> _Brano fornito_
Questo è il momento in cui si possono raccontare tante storie positive, far vedere tante luci che si sono accese nelle corsie degli ospedali, nelle strade deserte sorvegliate dalle forze dell’ordine, nelle chiese vuote ma presenti in ogni casa attraverso i social, nei centri Caritas sempre aperti per accogliere, riempire le mani vuote, tenendo accesa la luce della speranza.
4. “Aprirsi a nuove forme di presenza ecclesiale”
Il Card. Presidente Gualtiero Bassetti ha scritto una lettera a noi vescovi invitandoci a «Lavorare insieme per porre le condizioni con cui aprirsi a nuove forme di presenza ecclesiale» , pensando alle attività pastorali da iniziare in autunno.

> _Consegna_
Scrivi il seguito del brano sulle nuove forme di presenza ecclesiale, partendo da dove si ferma. Le righe riportate qui sotto non servono.

> _Estratto dati_
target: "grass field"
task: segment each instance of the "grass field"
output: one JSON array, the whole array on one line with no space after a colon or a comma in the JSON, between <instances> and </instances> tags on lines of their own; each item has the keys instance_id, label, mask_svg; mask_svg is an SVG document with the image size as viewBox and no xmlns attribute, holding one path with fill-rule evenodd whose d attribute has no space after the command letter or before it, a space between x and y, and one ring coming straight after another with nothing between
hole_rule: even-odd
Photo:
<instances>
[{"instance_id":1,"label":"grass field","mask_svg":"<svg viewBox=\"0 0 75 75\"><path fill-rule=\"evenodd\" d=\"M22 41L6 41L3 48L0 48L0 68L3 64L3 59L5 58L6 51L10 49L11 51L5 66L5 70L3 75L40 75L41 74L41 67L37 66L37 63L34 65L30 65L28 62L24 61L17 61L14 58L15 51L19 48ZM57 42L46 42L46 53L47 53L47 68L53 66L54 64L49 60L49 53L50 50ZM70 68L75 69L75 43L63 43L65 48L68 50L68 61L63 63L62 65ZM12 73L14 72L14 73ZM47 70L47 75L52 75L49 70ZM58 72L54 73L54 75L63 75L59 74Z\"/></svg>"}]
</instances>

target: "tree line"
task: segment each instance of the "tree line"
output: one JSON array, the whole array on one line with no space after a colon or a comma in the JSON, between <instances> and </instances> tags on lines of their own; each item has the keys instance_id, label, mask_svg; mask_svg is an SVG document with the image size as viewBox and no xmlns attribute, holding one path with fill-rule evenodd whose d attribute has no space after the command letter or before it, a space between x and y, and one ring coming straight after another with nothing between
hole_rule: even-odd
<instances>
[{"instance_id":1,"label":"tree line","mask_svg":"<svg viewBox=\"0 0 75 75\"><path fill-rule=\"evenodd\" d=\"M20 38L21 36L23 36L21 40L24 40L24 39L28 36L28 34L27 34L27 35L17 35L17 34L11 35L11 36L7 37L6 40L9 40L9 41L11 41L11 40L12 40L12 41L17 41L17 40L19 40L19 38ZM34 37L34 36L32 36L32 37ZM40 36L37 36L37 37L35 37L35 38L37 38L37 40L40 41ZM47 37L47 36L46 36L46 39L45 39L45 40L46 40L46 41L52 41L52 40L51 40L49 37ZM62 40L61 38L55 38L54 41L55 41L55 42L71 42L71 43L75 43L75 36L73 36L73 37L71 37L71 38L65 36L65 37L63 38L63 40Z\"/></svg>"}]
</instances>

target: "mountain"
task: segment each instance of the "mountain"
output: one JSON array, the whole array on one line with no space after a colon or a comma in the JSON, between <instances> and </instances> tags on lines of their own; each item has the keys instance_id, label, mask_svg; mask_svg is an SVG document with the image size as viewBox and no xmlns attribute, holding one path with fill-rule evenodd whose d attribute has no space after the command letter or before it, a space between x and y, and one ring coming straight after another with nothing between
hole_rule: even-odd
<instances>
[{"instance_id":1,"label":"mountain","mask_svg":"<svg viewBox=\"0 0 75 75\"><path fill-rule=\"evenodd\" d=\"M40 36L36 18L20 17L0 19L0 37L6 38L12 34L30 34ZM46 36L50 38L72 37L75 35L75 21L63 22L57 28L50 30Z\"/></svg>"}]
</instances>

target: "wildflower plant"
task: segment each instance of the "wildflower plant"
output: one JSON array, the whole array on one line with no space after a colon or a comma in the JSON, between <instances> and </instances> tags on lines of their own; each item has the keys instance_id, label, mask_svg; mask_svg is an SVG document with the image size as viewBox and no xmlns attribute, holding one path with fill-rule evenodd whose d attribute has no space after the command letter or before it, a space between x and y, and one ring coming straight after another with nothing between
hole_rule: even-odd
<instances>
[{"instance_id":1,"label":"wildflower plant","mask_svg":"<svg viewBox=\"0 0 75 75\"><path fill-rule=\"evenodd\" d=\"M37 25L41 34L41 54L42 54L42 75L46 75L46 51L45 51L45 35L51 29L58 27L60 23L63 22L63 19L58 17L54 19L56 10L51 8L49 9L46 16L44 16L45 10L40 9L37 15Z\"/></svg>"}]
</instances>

> _Risposta attesa_
Si avverte l’urgenza «di progettare, con le dovute precauzioni, un cammino comunitario che favorisca un maggior coinvolgimento dei genitori, dei giovani e degli adulti, e la partecipazione all’Eucaristia domenicale» . Cosa non facile considerando che la partecipazione all’Eucaristia domenicale rimane ancora soggetta a restrizioni e limitazioni. Lo smarrimento che ha colto tutti (ragazzi, giovani, adulti) ha bisogno di essere ascoltato e capito.
Il senso di appartenenza ad una comunità che si riunisce settimanalmente e partecipa alla S. Messa nutrendosi della Parola e del Pane Eucaristico è presente? Il Card. Bassetti dice: «la consegna della nuova edizione del Messale Romano sarà un’opportunità preziosa per aiutare le comunità cristiane a recuperare consapevolezza circa la verità dell’azione liturgica, le sue esigenze e implicazioni, la sua fecondità per la nostra vita» .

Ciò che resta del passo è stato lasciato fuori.